### Textauszug

Also vor allem Komposition - nicht improvisatorische Ausschmückung von bereits komponierten Sätzen.
 
Naja.
Der zeitgenössische Musiker und Musikkritiker J. A. Scheibe hat Bach vorgeworfen, dass er zu oft Ornamente genau ausschreibe, also dem Spieler zu wenig der damals üblichen Freiheit lasse:
"Scheibe veröffentlichte 1737 eine Glosse,[2] in der er darlegte, was ihn an Bachs Musik störte: sie sei unnatürlich, gekünstelt und sein Stil verwirrend. Weil er alle Ornamente ausschreibe, anstatt die Verzierung dem Spieler zu überlassen, überdeckten sie die Schönheit der Melodien und Harmonien. " (zitiert aus Wikipedia).

Von einigen Inventionen gibt es in der Tat stark verzierte Fassungen, zum größten Teil aus dem Schülerkreis.
Ob wir daraus aber die Schlussfolgerung ziehen sollten, auch andere Bachstücke entsprechend mit Durchgangsnoten, Verzierungen etc. anzureichern......
Ich lese es so, dass es hier wirklich um Diminutionen geht, also solche bei Bach häufiger vorkommende 32-tel Ketten. Das sagt dann noch nichts über Triller, Mordente usw.
Für die englischen Suiten gibt es - wenn ich mich recht erinnere - auch einen konkreten Vorschlag zur Auszierung der Sarabanden.
Es gibt genug Orgelwerke, von denen verzierte Fassungen existieren, die aber in den gängigen Ausgaben nicht auftauchen oder nur auf der beiliegenden CD-ROM. Dadurch wird der Eindruck einer eindeutigen Quellenlage erweckt, was aber nicht der Fall ist. Spontan fallen mir das genannte 588, aber auch 538, 572 und der Anfang von 582 ein.
 
Naja.
Der zeitgenössische Musiker und Musikkritiker J. A. Scheibe hat Bach vorgeworfen, dass er zu oft Ornamente genau ausschreibe, also dem Spieler zu wenig der damals üblichen Freiheit lasse:
"Scheibe veröffentlichte 1737 eine Glosse,[2] in der er darlegte, was ihn an Bachs Musik störte: sie sei unnatürlich, gekünstelt und sein Stil verwirrend. Weil er alle Ornamente ausschreibe, anstatt die Verzierung dem Spieler zu überlassen, überdeckten sie die Schönheit der Melodien und Harmonien. " (zitiert aus Wikipedia).

Von einigen Inventionen gibt es in der Tat stark verzierte Fassungen, zum größten Teil aus dem Schülerkreis.
Ob wir daraus aber die Schlussfolgerung ziehen sollten, auch andere Bachstücke entsprechend mit Durchgangsnoten, Verzierungen etc. anzureichern......
Woraus entnimmst Du, dass aus dem Ausschreiben so vieler Verzierungen folgt, dass Bach wollte, dass man alles genau so und nicht anders spielt?

### Schriftliche Aufgabe A
Schreiben Sie aus dem Textauszug die Passage ab, die mit „Ich lese es“ beginnt und mit „Auszierung der Sarabanden.“ endet?

### Angezeigte Einträge
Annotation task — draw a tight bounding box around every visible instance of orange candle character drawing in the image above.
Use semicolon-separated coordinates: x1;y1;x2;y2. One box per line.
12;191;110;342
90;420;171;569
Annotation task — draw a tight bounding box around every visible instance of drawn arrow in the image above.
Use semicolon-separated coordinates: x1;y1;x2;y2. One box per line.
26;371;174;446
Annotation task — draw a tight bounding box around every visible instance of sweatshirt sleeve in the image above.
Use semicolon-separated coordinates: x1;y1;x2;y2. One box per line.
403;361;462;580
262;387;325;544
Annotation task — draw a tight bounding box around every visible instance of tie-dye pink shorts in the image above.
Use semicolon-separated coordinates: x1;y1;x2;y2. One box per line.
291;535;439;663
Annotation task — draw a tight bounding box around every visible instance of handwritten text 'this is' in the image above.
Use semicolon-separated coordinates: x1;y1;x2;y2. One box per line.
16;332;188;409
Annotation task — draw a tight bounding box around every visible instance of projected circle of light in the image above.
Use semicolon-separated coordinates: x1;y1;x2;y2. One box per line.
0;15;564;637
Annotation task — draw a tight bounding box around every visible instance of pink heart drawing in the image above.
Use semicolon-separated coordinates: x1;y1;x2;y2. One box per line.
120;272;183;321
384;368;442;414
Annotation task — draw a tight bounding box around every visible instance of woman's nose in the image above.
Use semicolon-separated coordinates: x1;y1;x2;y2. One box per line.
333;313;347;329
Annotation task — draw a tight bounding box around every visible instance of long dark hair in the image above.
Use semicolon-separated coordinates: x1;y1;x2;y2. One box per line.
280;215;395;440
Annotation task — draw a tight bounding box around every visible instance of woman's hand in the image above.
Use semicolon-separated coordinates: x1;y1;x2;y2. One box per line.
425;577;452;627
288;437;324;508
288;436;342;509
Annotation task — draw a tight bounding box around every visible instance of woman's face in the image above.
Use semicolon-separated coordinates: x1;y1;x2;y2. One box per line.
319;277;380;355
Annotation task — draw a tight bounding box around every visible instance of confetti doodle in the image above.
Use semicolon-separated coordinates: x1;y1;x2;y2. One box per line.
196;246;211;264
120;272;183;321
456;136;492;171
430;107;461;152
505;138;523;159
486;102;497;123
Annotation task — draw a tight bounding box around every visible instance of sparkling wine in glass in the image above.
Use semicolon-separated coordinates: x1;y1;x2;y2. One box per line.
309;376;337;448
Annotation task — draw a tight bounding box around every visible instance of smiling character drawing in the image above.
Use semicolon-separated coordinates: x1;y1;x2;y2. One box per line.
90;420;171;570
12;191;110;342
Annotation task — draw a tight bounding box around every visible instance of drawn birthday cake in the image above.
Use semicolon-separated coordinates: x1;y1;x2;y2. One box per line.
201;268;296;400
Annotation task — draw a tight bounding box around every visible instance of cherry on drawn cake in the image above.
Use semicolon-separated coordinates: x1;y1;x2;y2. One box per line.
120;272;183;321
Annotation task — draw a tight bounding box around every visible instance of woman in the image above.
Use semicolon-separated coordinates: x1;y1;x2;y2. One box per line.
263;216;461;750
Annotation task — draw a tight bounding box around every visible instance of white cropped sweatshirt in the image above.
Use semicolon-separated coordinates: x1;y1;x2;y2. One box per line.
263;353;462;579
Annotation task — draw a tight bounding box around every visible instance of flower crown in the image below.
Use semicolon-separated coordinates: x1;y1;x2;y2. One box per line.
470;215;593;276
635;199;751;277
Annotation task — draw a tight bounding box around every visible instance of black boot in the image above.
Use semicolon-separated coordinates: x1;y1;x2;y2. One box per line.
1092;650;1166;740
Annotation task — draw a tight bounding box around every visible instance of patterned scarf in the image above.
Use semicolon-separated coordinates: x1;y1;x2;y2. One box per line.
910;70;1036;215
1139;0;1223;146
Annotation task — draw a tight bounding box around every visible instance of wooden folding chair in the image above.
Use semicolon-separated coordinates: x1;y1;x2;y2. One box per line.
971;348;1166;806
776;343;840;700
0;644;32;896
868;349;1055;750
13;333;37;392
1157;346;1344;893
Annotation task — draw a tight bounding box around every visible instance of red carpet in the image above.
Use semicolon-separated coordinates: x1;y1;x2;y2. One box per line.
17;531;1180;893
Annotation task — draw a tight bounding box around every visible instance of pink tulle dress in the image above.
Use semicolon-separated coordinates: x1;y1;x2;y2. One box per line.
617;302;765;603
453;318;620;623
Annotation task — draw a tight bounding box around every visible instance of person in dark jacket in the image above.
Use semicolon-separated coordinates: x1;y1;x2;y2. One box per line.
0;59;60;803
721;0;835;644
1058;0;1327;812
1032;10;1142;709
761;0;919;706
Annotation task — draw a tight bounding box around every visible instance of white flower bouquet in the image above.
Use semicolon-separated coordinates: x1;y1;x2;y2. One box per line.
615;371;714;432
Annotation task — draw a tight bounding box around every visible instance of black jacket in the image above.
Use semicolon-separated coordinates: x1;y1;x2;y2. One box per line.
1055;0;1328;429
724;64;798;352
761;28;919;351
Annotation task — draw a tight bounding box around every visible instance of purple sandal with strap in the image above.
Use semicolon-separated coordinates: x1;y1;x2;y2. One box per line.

### Schriftliche Aufgabe B
Können Sie aus den Einträgen jede Zeile herausziehen, in der die Zeichenfolge „character“ vorkommt? Groß- und Kleinschreibung ist dabei zu beachten.

### Antwort A
Ich lese es so, dass es hier wirklich um Diminutionen geht, also solche bei Bach häufiger vorkommende 32-tel Ketten. Das sagt dann noch nichts über Triller, Mordente usw.
Für die englischen Suiten gibt es - wenn ich mich recht erinnere - auch einen konkreten Vorschlag zur Auszierung der Sarabanden.

### Antwort B
Annotation task — draw a tight bounding box around every visible instance of orange candle character drawing in the image above.
Annotation task — draw a tight bounding box around every visible instance of smiling character drawing in the image above.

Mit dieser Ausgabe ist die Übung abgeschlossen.